(Saved data entries)

^^^^^^^^

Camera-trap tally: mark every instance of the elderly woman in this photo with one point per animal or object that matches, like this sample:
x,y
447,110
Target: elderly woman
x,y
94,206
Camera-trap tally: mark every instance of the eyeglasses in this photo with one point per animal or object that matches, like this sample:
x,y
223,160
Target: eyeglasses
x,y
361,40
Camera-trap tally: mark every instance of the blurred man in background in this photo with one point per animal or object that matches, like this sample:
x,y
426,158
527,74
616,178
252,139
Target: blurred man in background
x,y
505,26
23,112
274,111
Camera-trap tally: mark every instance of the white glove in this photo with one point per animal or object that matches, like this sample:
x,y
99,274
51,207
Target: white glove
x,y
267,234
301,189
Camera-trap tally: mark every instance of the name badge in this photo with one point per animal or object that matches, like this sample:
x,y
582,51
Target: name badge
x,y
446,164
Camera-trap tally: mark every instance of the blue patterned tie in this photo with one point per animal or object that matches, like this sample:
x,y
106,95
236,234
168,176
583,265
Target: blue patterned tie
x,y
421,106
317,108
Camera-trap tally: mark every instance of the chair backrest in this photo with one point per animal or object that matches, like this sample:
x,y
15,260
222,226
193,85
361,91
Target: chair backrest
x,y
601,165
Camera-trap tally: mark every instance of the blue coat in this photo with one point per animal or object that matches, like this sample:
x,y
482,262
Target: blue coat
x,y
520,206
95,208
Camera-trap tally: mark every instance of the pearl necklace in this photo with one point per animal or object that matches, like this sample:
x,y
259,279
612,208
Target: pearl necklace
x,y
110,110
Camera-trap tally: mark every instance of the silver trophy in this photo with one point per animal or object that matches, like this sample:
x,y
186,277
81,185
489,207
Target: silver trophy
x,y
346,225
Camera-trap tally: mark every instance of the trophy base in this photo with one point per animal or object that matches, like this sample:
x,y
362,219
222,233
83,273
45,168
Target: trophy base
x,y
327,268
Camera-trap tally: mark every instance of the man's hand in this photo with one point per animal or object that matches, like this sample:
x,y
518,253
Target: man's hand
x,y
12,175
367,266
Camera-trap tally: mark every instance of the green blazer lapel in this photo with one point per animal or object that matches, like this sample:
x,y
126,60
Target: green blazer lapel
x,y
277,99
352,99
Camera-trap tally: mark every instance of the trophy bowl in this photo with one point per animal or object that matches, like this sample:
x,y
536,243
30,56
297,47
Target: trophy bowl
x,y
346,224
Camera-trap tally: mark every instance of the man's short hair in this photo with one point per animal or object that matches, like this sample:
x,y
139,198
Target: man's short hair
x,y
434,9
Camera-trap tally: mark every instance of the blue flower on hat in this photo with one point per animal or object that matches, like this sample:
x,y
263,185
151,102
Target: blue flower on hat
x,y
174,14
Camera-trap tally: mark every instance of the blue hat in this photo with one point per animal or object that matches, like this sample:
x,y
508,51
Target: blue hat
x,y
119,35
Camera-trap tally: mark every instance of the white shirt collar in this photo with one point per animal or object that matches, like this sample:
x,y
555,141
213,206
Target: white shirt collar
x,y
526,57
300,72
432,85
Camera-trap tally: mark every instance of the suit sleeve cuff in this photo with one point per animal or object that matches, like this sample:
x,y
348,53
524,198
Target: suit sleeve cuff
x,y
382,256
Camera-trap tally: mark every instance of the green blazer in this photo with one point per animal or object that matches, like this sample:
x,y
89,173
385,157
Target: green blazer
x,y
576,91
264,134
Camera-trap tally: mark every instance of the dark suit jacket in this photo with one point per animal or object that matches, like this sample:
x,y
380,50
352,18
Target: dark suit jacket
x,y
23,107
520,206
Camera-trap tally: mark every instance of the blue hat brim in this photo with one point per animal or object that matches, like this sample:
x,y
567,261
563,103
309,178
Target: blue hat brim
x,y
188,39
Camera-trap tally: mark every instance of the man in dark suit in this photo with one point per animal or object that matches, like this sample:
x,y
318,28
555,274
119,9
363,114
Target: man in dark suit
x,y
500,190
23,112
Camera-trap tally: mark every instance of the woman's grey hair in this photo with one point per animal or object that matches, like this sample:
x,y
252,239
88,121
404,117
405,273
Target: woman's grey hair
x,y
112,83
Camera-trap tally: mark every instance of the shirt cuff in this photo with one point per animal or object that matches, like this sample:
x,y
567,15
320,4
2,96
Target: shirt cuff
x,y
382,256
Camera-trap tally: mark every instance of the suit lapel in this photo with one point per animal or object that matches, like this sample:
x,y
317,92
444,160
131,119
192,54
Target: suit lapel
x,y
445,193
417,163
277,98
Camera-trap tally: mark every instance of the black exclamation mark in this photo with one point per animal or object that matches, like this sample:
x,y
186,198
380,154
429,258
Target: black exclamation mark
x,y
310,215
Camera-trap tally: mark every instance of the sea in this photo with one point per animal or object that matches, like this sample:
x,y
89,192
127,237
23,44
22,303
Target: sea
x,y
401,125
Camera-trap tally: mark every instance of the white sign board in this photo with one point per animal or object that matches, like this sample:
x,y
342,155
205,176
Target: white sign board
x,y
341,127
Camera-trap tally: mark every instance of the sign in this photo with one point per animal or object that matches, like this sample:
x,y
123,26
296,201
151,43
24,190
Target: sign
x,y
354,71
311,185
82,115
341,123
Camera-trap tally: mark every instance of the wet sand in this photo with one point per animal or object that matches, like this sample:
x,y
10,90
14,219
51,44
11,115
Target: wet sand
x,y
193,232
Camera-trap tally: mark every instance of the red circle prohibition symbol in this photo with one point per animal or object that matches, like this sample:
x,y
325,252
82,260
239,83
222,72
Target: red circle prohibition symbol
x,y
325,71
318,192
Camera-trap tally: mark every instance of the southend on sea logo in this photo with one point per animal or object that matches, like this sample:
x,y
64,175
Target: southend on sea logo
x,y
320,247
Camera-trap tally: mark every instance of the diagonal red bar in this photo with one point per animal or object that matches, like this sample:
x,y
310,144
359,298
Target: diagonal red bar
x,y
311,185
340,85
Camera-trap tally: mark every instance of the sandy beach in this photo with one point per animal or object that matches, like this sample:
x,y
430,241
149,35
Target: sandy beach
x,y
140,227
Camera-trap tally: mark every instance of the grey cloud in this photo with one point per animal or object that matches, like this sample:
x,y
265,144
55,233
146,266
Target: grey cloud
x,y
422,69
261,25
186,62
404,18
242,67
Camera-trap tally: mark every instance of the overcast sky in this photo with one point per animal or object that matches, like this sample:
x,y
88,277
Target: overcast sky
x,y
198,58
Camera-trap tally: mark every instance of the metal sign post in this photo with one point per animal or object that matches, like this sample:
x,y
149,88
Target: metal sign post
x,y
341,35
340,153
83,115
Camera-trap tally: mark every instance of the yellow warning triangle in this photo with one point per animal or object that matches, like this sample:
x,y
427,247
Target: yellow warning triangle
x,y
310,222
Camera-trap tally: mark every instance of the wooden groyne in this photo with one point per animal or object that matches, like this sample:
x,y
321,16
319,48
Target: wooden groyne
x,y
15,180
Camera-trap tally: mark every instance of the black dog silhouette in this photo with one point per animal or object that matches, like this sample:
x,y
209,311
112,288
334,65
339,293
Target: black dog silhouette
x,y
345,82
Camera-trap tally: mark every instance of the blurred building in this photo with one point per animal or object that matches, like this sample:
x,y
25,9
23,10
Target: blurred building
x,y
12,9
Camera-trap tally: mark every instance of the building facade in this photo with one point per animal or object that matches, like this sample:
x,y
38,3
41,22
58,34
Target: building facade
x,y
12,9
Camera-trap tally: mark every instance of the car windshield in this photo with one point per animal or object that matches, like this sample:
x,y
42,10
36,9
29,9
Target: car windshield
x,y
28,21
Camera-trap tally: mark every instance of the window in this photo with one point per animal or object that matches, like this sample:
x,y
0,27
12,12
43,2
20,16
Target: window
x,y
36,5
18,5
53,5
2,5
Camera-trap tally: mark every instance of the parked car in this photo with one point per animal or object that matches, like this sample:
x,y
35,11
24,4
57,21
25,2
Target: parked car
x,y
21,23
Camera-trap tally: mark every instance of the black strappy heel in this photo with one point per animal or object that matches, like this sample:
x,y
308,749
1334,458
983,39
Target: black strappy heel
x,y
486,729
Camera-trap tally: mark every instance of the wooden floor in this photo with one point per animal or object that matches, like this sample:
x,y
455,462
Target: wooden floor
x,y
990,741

^^^^^^^^

■ WHAT IS REQUIRED: Take the line with "Target: parked car" and every line after it in the data, and please reproduce them exactly, leaving out all other lines.

■ TASK ANSWER:
Target: parked car
x,y
21,23
Camera-trap tally: mark every instance of the black strappy heel in this photo with one point per animal or object that matches, like this sample:
x,y
308,749
1334,458
983,39
Target: black strappy heel
x,y
486,729
Camera-trap tally: mark every instance of the wooden floor in this photo with one point per animal or object that matches, like this sample:
x,y
455,462
Target: wooden floor
x,y
990,741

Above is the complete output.